··· Data for the task ···
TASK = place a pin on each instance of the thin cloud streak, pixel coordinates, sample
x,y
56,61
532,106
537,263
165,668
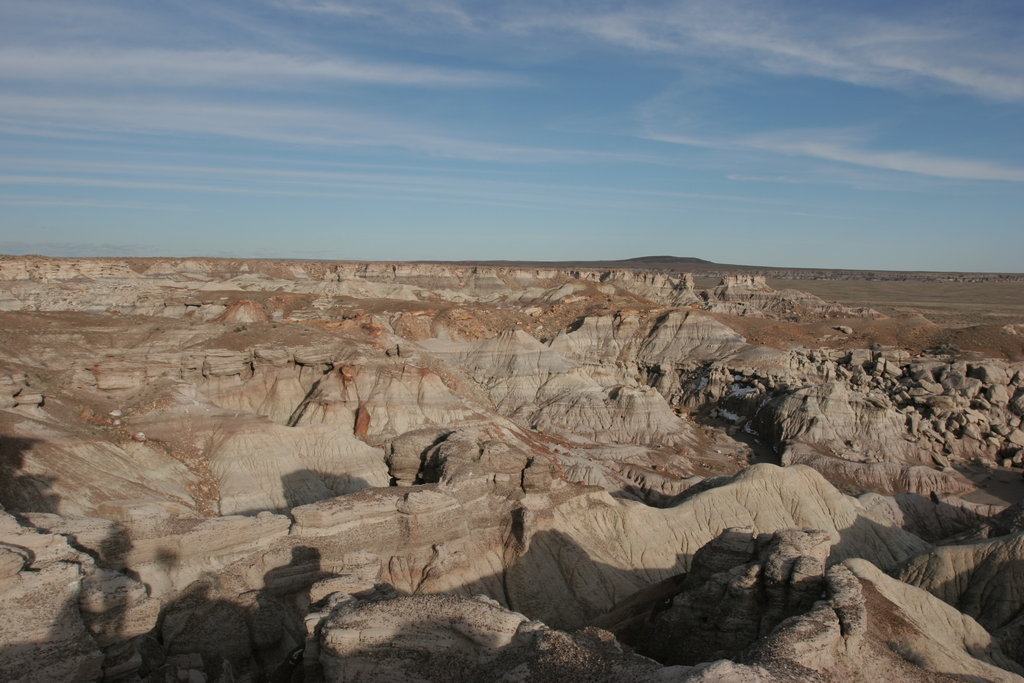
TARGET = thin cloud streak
x,y
165,68
907,162
309,126
927,50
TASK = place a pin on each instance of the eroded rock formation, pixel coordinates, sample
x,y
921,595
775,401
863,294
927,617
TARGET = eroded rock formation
x,y
206,465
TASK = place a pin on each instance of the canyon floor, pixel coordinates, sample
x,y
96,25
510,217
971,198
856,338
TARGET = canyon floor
x,y
649,470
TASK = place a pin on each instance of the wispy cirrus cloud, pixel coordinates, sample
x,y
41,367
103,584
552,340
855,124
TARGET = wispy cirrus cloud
x,y
308,126
842,147
121,67
930,47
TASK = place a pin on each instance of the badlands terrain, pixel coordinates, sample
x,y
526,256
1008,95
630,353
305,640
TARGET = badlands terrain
x,y
231,470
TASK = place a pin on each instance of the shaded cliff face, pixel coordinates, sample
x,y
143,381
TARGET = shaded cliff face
x,y
209,463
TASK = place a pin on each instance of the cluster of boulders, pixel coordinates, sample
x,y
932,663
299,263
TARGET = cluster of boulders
x,y
15,392
864,407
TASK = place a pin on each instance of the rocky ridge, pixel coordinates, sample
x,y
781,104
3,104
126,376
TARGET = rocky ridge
x,y
208,464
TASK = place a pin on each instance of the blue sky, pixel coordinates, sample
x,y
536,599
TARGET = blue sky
x,y
860,134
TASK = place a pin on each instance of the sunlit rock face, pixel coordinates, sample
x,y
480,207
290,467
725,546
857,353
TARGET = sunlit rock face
x,y
469,473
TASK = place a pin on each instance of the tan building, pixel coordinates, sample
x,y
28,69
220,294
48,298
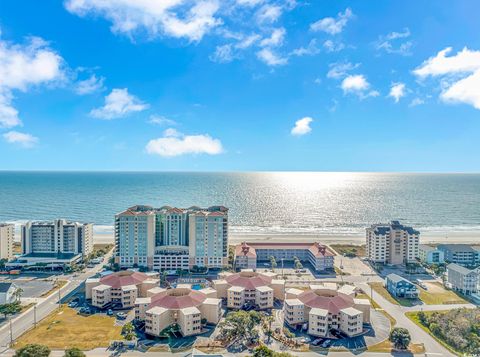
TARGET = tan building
x,y
7,235
182,306
392,243
326,307
249,288
247,255
121,288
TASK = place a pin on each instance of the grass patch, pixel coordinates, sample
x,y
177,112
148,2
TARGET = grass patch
x,y
413,315
386,347
380,289
64,328
349,249
56,286
438,295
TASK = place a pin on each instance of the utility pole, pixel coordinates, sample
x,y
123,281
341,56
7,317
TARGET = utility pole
x,y
11,332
···
### What is expected
Exactly as they stand, the entries must be written out again, pictures excluded.

### Written solution
TASK = place a pin on each instance of the thin cloud streak, pixel coordinates, sample
x,y
56,61
532,106
537,263
165,668
TARGET = thin cloud streak
x,y
165,68
907,162
309,126
927,50
TASK = place a pin on each instance of the eroded rock formation, pixel coordinates, sample
x,y
921,595
775,401
863,294
927,617
TARGET = eroded rock formation
x,y
206,465
TASK = place a pin on each instance of the canyon floor, pixel coordinates, sample
x,y
96,25
510,217
971,198
856,338
TARGET = canyon floor
x,y
649,470
TASK = place a pin on each instance of the wispy cirrus cloud, pixel coordinates, sample
x,y
41,367
103,584
552,340
855,124
TARGET = wispy cirrus cloud
x,y
308,126
842,147
121,67
930,47
TASK = place a pin on each instance of the badlands terrain, pixel coordinates, sample
x,y
526,256
1008,95
630,353
305,640
TARGET = badlands terrain
x,y
231,470
TASK = place a pin on each instance of the shaded cliff face, pixel coordinates, sample
x,y
143,381
TARGET = shaded cliff face
x,y
209,463
TASK = place a pin on each instance of the cluster of boulders, pixel coordinates, sample
x,y
932,663
299,263
TARGET = cluster of boulders
x,y
15,392
864,407
TASK = place a pin on each instance of the rocky ridge, pixel coordinates, sample
x,y
781,104
3,104
126,376
TARGET = rocky ridge
x,y
208,464
TASK = place a pin on each instance of the blue sky, pixel coordinates, sample
x,y
536,599
TARGET = blue sky
x,y
860,134
TASK = place a pin on each instance of the sunlit rock face, pixel coordinates, sample
x,y
480,207
290,467
725,546
857,353
TARGET = sunlit rock face
x,y
469,473
TASK = place a pin on each instance of the tan building, pixel coordinates, sample
x,y
28,69
220,294
48,298
TARGET = tan building
x,y
7,235
182,306
392,243
326,307
249,288
247,255
121,288
TASK = place a pin on each instance of the grass patch, pixel coordinates, sample
x,y
177,112
148,2
TARGET = grass patch
x,y
413,315
386,347
380,289
64,328
349,249
56,286
438,295
TASK = place a pin on each instance of the utility pole, pixel coordinates, sample
x,y
123,281
341,56
7,317
TARGET = utility pole
x,y
11,332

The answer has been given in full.